Instructions to follow:
Every word of the data below has to be copied faithfully.

Top of Raw data

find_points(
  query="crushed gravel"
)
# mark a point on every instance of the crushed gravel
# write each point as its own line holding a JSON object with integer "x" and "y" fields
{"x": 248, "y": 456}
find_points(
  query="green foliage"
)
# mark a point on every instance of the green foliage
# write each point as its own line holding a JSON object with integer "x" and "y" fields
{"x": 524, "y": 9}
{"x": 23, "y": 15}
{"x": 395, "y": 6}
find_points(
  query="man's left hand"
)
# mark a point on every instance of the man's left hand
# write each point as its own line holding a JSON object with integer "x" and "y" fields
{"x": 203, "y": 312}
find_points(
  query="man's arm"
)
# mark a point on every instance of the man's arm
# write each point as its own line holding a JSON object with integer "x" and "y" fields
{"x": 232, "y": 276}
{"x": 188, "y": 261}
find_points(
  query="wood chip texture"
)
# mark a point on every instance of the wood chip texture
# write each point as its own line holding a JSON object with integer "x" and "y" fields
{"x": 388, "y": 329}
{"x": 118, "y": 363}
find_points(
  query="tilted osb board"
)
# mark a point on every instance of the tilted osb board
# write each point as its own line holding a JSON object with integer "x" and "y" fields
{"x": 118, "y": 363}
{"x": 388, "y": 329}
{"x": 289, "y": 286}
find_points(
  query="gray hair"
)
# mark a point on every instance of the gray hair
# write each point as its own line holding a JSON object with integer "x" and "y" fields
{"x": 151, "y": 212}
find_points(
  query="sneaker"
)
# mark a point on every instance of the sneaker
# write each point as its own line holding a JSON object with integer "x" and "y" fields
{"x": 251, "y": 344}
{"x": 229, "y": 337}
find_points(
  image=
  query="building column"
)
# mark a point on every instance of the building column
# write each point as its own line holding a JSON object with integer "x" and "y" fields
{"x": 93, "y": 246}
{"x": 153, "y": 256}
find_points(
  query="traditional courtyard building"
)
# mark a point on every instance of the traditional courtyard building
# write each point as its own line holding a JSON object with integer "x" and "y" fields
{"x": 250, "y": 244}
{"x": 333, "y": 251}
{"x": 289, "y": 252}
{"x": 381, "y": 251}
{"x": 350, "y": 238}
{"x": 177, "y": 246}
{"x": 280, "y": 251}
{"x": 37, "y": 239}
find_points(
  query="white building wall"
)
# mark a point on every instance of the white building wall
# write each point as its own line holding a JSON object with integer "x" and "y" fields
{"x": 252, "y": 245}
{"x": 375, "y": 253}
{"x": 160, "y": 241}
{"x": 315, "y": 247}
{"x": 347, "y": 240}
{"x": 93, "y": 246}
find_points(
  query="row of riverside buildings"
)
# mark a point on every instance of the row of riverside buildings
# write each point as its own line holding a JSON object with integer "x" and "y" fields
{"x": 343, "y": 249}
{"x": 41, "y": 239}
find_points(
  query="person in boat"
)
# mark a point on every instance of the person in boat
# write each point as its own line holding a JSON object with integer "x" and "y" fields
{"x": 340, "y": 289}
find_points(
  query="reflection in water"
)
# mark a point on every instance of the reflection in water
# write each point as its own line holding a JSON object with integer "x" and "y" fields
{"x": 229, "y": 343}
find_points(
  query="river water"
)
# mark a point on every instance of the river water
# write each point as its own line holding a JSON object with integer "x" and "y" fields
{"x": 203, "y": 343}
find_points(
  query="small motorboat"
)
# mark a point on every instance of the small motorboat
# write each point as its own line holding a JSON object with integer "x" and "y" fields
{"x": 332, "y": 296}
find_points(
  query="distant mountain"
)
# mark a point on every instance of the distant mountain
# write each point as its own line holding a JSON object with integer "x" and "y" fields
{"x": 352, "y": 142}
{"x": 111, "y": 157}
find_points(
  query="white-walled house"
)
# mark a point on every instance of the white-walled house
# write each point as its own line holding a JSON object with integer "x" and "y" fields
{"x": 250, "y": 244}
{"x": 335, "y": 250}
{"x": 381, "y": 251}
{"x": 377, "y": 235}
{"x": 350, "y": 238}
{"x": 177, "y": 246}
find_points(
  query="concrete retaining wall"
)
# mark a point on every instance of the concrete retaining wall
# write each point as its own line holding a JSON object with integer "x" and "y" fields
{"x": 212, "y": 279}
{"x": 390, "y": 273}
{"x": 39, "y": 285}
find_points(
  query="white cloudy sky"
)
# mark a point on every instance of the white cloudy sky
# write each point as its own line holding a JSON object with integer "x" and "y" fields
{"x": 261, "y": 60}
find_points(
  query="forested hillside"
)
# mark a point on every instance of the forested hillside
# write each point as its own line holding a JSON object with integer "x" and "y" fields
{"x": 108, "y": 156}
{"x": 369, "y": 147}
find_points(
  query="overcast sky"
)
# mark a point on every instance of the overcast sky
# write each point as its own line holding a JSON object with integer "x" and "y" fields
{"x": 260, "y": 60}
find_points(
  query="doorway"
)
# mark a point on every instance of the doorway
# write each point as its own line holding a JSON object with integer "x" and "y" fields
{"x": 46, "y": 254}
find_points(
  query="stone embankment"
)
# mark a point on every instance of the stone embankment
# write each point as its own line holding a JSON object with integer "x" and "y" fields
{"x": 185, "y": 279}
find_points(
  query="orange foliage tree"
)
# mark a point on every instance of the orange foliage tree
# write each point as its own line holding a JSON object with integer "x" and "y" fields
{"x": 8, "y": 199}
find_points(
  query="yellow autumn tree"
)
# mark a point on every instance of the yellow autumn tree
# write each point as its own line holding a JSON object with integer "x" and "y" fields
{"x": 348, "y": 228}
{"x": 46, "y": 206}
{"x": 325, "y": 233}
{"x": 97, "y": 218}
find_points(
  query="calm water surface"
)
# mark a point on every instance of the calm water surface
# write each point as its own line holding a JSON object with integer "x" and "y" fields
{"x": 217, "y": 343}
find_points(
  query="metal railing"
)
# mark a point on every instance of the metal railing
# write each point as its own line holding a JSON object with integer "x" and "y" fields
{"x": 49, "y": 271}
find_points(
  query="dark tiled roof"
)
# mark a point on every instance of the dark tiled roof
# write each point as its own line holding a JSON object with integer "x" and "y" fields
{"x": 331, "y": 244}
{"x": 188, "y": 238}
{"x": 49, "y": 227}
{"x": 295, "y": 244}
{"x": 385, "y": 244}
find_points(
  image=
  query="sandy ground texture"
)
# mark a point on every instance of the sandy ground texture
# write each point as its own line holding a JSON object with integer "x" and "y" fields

Bottom of Raw data

Response:
find_points(
  query="crushed gravel"
)
# mark a point on every instance of the crushed gravel
# write each point as its own line holding a JSON object with integer "x" and "y" fields
{"x": 248, "y": 456}
find_points(
  query="green foliage"
)
# mark a point on every instance of the green foliage
# write each point as its own line holding a JSON object with integer "x" and "y" fields
{"x": 524, "y": 9}
{"x": 23, "y": 15}
{"x": 395, "y": 6}
find_points(
  query="man's left hand"
)
# mark a point on every instance of the man's left hand
# write each point as its own line holding a JSON object with integer "x" and "y" fields
{"x": 203, "y": 312}
find_points(
  query="man's arm"
)
# mark a point on every instance of the man's arm
# write each point as its own line holding a JSON object with integer "x" and "y" fields
{"x": 232, "y": 276}
{"x": 188, "y": 261}
find_points(
  query="wood chip texture"
)
# mark a point on every instance of the wood chip texture
# write each point as its own line holding a JSON object with integer "x" and "y" fields
{"x": 388, "y": 329}
{"x": 118, "y": 363}
find_points(
  query="tilted osb board"
)
# mark a point on every instance of the tilted osb board
# write each point as its own line holding a JSON object with integer "x" and "y" fields
{"x": 118, "y": 363}
{"x": 388, "y": 329}
{"x": 289, "y": 286}
find_points(
  query="gray hair"
)
# mark a point on every instance of the gray hair
# write each point as its own line holding a JSON object with integer "x" and "y" fields
{"x": 151, "y": 212}
find_points(
  query="sneaker"
)
# mark a point on every instance of the sneaker
# write each point as its own line holding a JSON object with integer "x" and "y" fields
{"x": 251, "y": 344}
{"x": 229, "y": 337}
find_points(
  image=
  query="building column"
)
# mark a point on every instance of the building column
# write each point as its own line holding a JSON object with integer "x" and "y" fields
{"x": 93, "y": 246}
{"x": 153, "y": 256}
find_points(
  query="traditional courtyard building"
)
# mark a point on every instance of the traditional courtyard building
# write each point as its own line holding a JSON object with integer "x" and "y" fields
{"x": 250, "y": 244}
{"x": 333, "y": 251}
{"x": 289, "y": 252}
{"x": 381, "y": 251}
{"x": 350, "y": 238}
{"x": 177, "y": 246}
{"x": 280, "y": 251}
{"x": 37, "y": 239}
find_points(
  query="white building wall"
)
# mark a point on every instance of the white building wall
# write each point as its own line holding a JSON object with integer "x" and "y" fields
{"x": 252, "y": 245}
{"x": 375, "y": 253}
{"x": 160, "y": 241}
{"x": 315, "y": 247}
{"x": 347, "y": 240}
{"x": 93, "y": 246}
find_points(
  query="row of riverside buildings"
)
# mark a point on every instance of the row of riverside buildings
# write each point as its own line holding a JSON object with integer "x" and "y" fields
{"x": 343, "y": 249}
{"x": 41, "y": 239}
find_points(
  query="person in boat"
)
# mark a point on every instance of the person in boat
# write each point as its own line holding a JSON object with integer "x" and "y" fields
{"x": 340, "y": 289}
find_points(
  query="reflection in water"
)
# mark a point on every instance of the reflection in water
# write each point as its own line holding a JSON object with integer "x" and "y" fields
{"x": 229, "y": 343}
find_points(
  query="river water"
)
# mark a point on every instance of the river water
# write each point as its own line holding a JSON object with integer "x" and "y" fields
{"x": 203, "y": 343}
find_points(
  query="small motorboat"
)
# mark a point on every instance of the small motorboat
# write each point as its own line holding a JSON object with integer "x" and "y" fields
{"x": 332, "y": 296}
find_points(
  query="distant mountain"
)
# mark a point on every instance of the distant mountain
# write each point as its own line holding a JSON object with integer "x" and "y" fields
{"x": 352, "y": 142}
{"x": 111, "y": 157}
find_points(
  query="white-walled house"
)
# mark a point on every instance of the white-walled house
# write each point as its own line holding a JSON object with integer "x" and "y" fields
{"x": 250, "y": 244}
{"x": 335, "y": 250}
{"x": 381, "y": 251}
{"x": 377, "y": 235}
{"x": 350, "y": 238}
{"x": 177, "y": 246}
find_points(
  query="concrete retaining wall"
)
# mark a point on every instance of the concrete retaining wall
# write each point as its own line holding a JSON object with integer "x" and "y" fields
{"x": 212, "y": 279}
{"x": 390, "y": 273}
{"x": 39, "y": 285}
find_points(
  query="white cloudy sky"
)
# mark a point on every instance of the white cloudy sky
# write each point as its own line holding a JSON object with integer "x" and "y" fields
{"x": 261, "y": 60}
find_points(
  query="forested hillside"
)
# mark a point on every instance of the forested hillside
# write each point as its own line holding a JSON object with integer "x" and "y" fields
{"x": 108, "y": 156}
{"x": 369, "y": 147}
find_points(
  query="overcast sky"
)
# mark a point on every instance of the overcast sky
# write each point as its own line holding a JSON object with integer "x" and "y" fields
{"x": 260, "y": 60}
find_points(
  query="doorway"
)
# mark a point on every instance of the doorway
# write each point as its own line holding a JSON object with integer "x" and "y" fields
{"x": 46, "y": 254}
find_points(
  query="stone embankment"
)
# mark a point on every instance of the stone embankment
# write each point as its own line holding a JSON object with integer "x" and "y" fields
{"x": 185, "y": 279}
find_points(
  query="orange foliage tree"
)
# mark a point on every instance of the orange foliage tree
# write each point as its own line holding a JSON object with integer "x" and "y" fields
{"x": 8, "y": 199}
find_points(
  query="yellow autumn tree"
)
# mark a point on every instance of the yellow autumn tree
# write each point as its own line holding a JSON object with integer "x" and "y" fields
{"x": 348, "y": 228}
{"x": 46, "y": 206}
{"x": 325, "y": 233}
{"x": 97, "y": 218}
find_points(
  query="calm water surface"
)
# mark a point on every instance of the calm water surface
# write each point as its own line holding a JSON object with integer "x" and "y" fields
{"x": 217, "y": 343}
find_points(
  query="metal railing"
)
# mark a point on every instance of the metal railing
# write each point as its own line holding a JSON object with integer "x" and "y" fields
{"x": 49, "y": 271}
find_points(
  query="dark tiled roof"
)
# mark a point on every instance of the dark tiled roof
# write each point as its own line holding a JSON object with integer "x" and "y" fields
{"x": 331, "y": 244}
{"x": 188, "y": 238}
{"x": 49, "y": 227}
{"x": 295, "y": 244}
{"x": 385, "y": 244}
find_points(
  image=
  query="sandy ground texture"
)
# mark a point on every instance of the sandy ground texture
# write each point as its own line holding a JSON object with integer "x" and "y" fields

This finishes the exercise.